Very nice!! Looking at a 1 litre focus at the minute for the misses, they are impressive.


----------



## ravi811 (Jul 19, 2012)

Quick update on the rear guys


----------



## Kobeone (Dec 14, 2011)

Not a fan of the new focus myslf, but does look good in white. Nice motor mate


----------



## Wout_RS (Jun 13, 2012)

stunning car!


----------



## MEH4N (Mar 15, 2012)

very nice car/s. My dad got me into fords and i love them. Yours looks spot on and welcome from another rav.


----------



## franjbOL (Apr 2, 2012)

nice pics! jej


----------



## ravi811 (Jul 19, 2012)

Kobeone said:


> Not a fan of the new focus myslf, but does look good in white. Nice motor mate


Thank you mate


----------



## ravi811 (Jul 19, 2012)

Exercise goal>
Continue the forum thread about the white Focus, picking up right after its last line.

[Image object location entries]

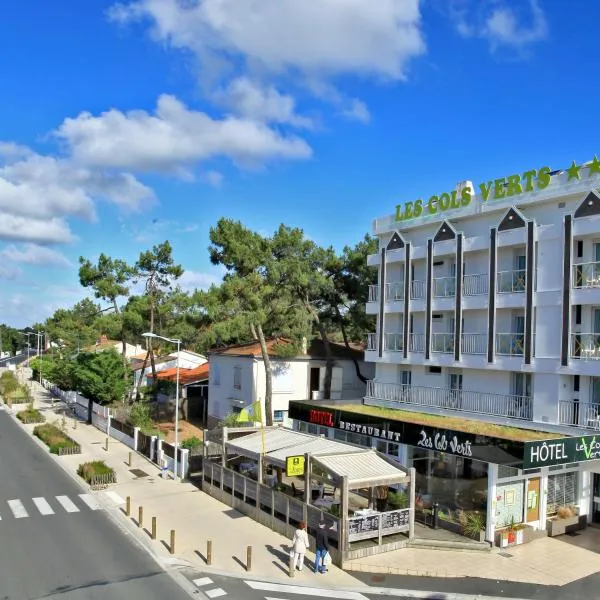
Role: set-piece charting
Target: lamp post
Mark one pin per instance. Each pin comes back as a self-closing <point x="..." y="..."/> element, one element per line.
<point x="178" y="343"/>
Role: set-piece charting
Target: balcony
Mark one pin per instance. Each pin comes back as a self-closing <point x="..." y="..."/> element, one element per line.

Response to the task>
Wout_RS said:


> stunning car!


Cheers mate


----------



## ravi811 (Jul 19, 2012)

Mehan said:


> very nice car/s. My dad got me into fords and i love them. Yours looks spot on and welcome from another rav.


Thanks rav  what fords has your dad got you into then?


----------



## Planet Admin (Jul 11, 2009)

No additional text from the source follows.